[抜粋本文]
┌──

データ定義文では、実行の前後に自動コミットが発行されるため、データ定義文の後にCOMMIT文を記述する必要はありません。したがってデータ定義文が正常終了しても異常終了しても、その前のトランザクションがコミットされます。

7.5 ROLLBACK文の使用について

データベースに加えられ保留中の変更を取り消すには、ROLLBACK文を使用します。たとえば、表から間違った行を削除するなどのミスを犯した場合、ROLLBACKを使用すれば、元のデータをリストアできます。ROLLBACK文は、ホスト変数の値にも、プログラムのフロー制御にも影響がありません。具体的には、ROLLBACK文により次の処理が実行されます。

  • カレント・トランザクションで実行されたデータベースの変更を取り消します。

  • すべてのセーブポイントを消去します。

  • トランザクションを終了します。

  • 解析ロックを除き、すべての行と表のロックを解除します。

  • CURRENT OF句で参照されるカーソルをクローズします。MODE={ANSI|ANSI14}の場合は、すべての明示カーソルをクローズします。

MODE={ANSI13|ORACLE}の場合、CURRENT OF句で参照されない明示カーソルは、複数のロールバックにわたりオープン状態のままです。

ROLLBACK文は例外処理の一部であるため、プログラムのメイン・パスではなく、エラー処理ルーチン内に指定する必要があります。次の例では、トランザクションをロールバックして、Oracleとの接続を切断します。

EXEC SQL ROLLBACK WORK RELEASE;

オプションのキーワードWORKを指定すると、ANSI互換になります。RELEASEオプションを指定すると、プログラムで使用されているすべてのリソースが解放され、データベースとの接続が切断されます。

WHENEVER SQLERROR GOTO文からエラー処理ルーチンに分岐するとき、そのルーチンにROLLBACK文が含まれている場合は、ロールバックがエラーで失敗すると、プログラムが無限ループに入るおそれがあります。このような無限ループは、ROLLBACK文の前にWHENEVER SQLERROR CONTINUEを記述することで回避できます。

次の例を考えてみます。

EXEC SQL WHENEVER SQLERROR GOTO sql_error;
FOR EACH new employee
 display 'Employee number? ';
 read emp_number;
 display 'Employee name? ';
 read emp_name;
 EXEC SQL INSERT INTO EMP (EMPNO, ENAME)

└──

[ポイントラベリング用データセットの行]
┌──

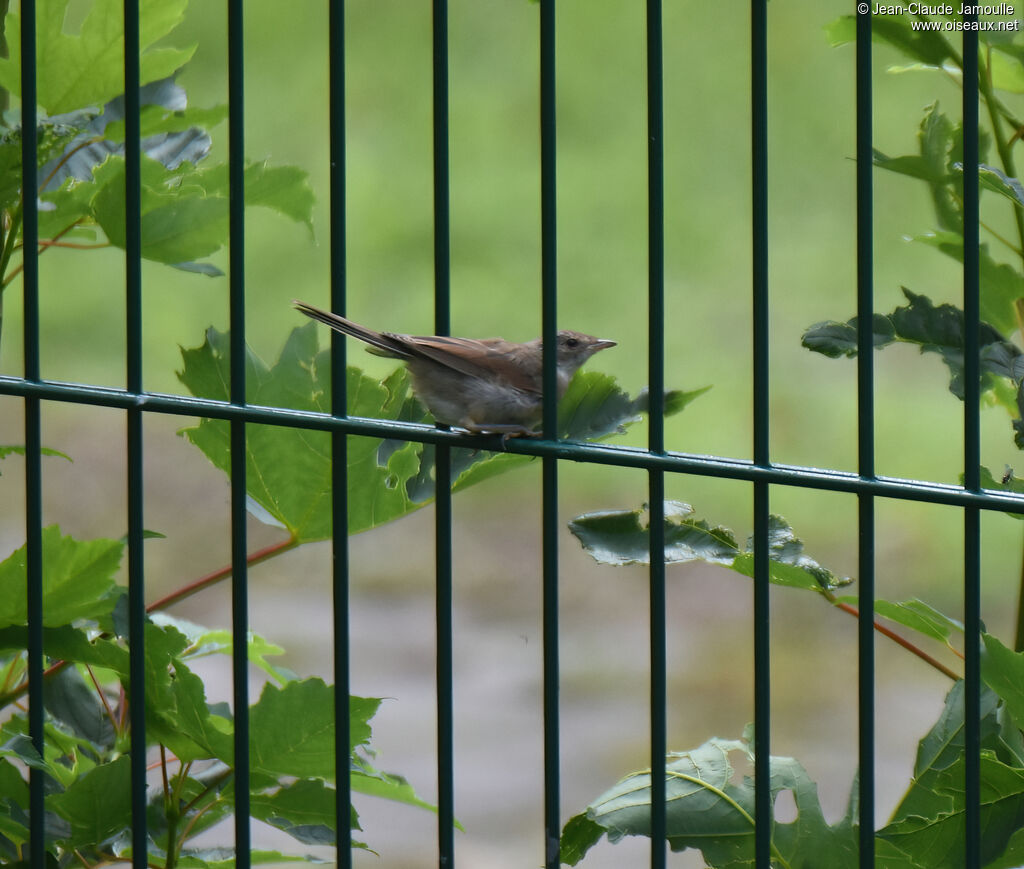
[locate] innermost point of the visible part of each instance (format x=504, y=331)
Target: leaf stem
x=163, y=603
x=220, y=574
x=102, y=698
x=902, y=641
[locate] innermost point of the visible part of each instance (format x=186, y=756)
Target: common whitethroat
x=481, y=385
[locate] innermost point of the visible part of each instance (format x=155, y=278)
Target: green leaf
x=76, y=707
x=1003, y=670
x=304, y=810
x=203, y=641
x=284, y=743
x=87, y=69
x=933, y=329
x=623, y=536
x=928, y=47
x=1006, y=69
x=939, y=841
x=1009, y=482
x=185, y=210
x=1001, y=285
x=223, y=858
x=289, y=470
x=710, y=811
x=943, y=746
x=78, y=579
x=914, y=614
x=389, y=786
x=13, y=800
x=158, y=119
x=97, y=806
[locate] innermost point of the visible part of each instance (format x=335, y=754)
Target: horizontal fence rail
x=655, y=460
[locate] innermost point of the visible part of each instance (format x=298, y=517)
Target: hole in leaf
x=785, y=807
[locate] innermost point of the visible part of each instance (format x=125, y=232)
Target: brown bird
x=480, y=385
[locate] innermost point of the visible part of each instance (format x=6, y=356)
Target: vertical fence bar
x=33, y=439
x=549, y=517
x=133, y=329
x=865, y=444
x=240, y=578
x=339, y=441
x=655, y=442
x=762, y=625
x=972, y=454
x=442, y=468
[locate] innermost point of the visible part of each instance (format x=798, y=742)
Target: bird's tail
x=382, y=344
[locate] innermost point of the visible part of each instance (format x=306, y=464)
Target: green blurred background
x=602, y=274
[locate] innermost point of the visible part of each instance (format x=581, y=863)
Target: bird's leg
x=507, y=429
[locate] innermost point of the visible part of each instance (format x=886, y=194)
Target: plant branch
x=46, y=244
x=218, y=575
x=102, y=698
x=902, y=641
x=165, y=602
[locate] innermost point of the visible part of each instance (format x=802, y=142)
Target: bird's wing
x=480, y=358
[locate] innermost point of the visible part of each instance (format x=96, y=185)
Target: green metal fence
x=761, y=472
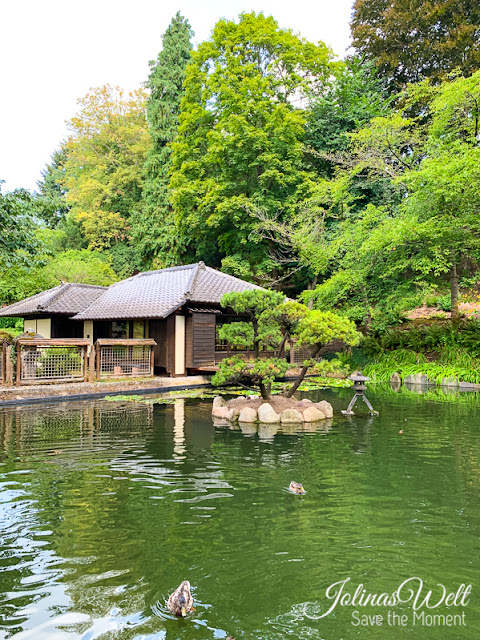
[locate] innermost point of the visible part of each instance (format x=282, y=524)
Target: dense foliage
x=413, y=40
x=270, y=321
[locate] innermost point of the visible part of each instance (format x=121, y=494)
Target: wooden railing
x=116, y=357
x=58, y=360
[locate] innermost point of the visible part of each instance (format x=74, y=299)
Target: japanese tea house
x=178, y=307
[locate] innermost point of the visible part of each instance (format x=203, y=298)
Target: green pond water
x=106, y=507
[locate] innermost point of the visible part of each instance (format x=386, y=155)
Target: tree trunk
x=265, y=391
x=281, y=348
x=301, y=376
x=454, y=290
x=311, y=286
x=256, y=346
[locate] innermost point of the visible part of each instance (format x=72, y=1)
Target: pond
x=108, y=506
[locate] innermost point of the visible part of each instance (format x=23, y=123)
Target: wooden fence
x=116, y=358
x=41, y=361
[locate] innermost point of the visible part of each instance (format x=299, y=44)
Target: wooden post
x=97, y=370
x=91, y=365
x=4, y=347
x=8, y=366
x=19, y=364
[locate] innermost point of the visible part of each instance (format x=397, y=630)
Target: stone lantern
x=359, y=387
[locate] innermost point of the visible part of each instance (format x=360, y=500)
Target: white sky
x=53, y=51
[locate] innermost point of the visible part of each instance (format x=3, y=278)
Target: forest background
x=351, y=185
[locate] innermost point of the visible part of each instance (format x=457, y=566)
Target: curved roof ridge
x=29, y=299
x=63, y=288
x=228, y=275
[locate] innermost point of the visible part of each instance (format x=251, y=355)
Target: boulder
x=312, y=414
x=247, y=414
x=291, y=416
x=396, y=378
x=326, y=408
x=218, y=401
x=232, y=415
x=219, y=408
x=305, y=402
x=220, y=412
x=267, y=414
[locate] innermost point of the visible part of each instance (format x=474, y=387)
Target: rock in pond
x=305, y=402
x=291, y=416
x=312, y=414
x=219, y=408
x=232, y=415
x=220, y=412
x=326, y=408
x=247, y=414
x=267, y=414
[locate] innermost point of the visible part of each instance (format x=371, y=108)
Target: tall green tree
x=240, y=143
x=18, y=229
x=103, y=169
x=410, y=40
x=152, y=227
x=52, y=206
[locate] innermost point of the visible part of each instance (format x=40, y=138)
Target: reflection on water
x=107, y=507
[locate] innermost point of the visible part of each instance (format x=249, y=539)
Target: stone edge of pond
x=99, y=395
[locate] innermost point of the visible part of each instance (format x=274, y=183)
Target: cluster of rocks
x=252, y=409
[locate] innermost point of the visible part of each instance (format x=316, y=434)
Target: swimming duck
x=297, y=487
x=180, y=601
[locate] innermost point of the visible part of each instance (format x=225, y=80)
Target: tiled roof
x=156, y=294
x=67, y=298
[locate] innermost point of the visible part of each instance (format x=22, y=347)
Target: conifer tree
x=151, y=224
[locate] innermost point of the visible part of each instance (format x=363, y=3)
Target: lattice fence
x=124, y=358
x=40, y=361
x=3, y=363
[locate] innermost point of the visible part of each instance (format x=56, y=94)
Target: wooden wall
x=158, y=331
x=202, y=332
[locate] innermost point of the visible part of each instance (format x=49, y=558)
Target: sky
x=54, y=51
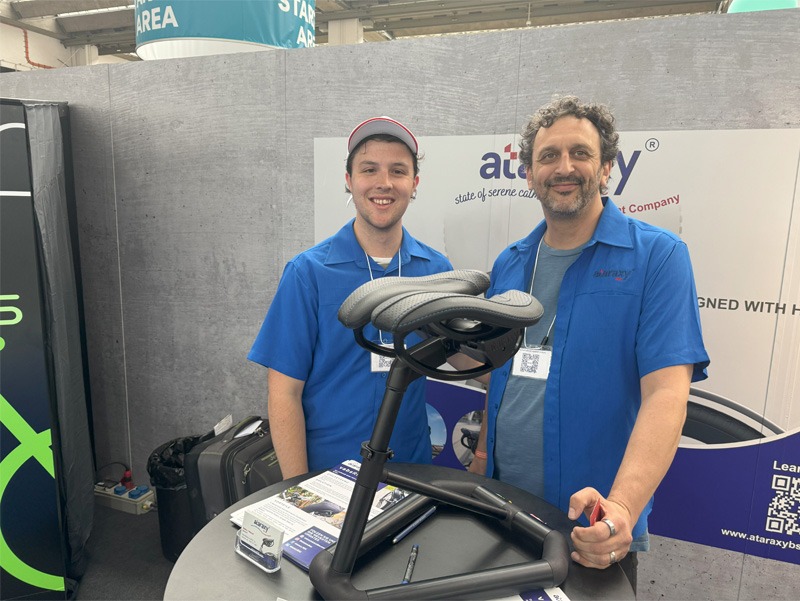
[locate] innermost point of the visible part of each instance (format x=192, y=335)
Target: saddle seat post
x=376, y=452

└──

[指示]
1. ROLLBACK文について説明した本文によると、ROLLBACK文はプログラムのどこに指定する必要がありますか。
2. ROLLBACK文を解説した本文を、最後に示された箇所の直後から引き継いで書き進めてください。

[解答]
1. プログラムのメイン・パスではなく、エラー処理ルーチン内に指定する必要があります。

2.
 VALUES (:emp_number, :emp_name);
ENDFOR;
...
sql_error:
 EXEC SQL WHENEVER SQLERROR CONTINUE;
 EXEC SQL ROLLBACK WORK RELEASE;
 display 'Processing error';
 exit program with an error;

プログラムが異常終了すると、Oracleによりトランザクションがロールバックされます。

7.5.1 文レベルのロールバック

Oracleは、SQL文を実行する前に、暗黙的なセーブポイント(ユーザーは操作できません)を設定します。SQL文でエラーが発生すると、Oracleは自動的にその文をロールバックし、該当するエラー・コードをSQLCA内のSQLCODEに戻します。たとえば、INSERT文で一意の索引に重複する値を挿入しようとしてエラーが発生すると、その文はロールバックされます。

失敗したSQL文によって開始された作業のみが失われます。現在のトランザクションでその文の前に行われた作業は保持されます。このため、データ定義文が失敗した場合、それに先行する自動コミットは取り消されません。

SQL文を実行する前に、Oracleではその文を解析する、つまり、その文が構文規則に従っているか、あるいは有効なデータベース・オブジェクトを参照しているかを確認する要があります。SQL文の実行中にエラーが検出されると、ロールバックが発生しますが、解析中にエラーが検出されても、ロールバックは発生しません。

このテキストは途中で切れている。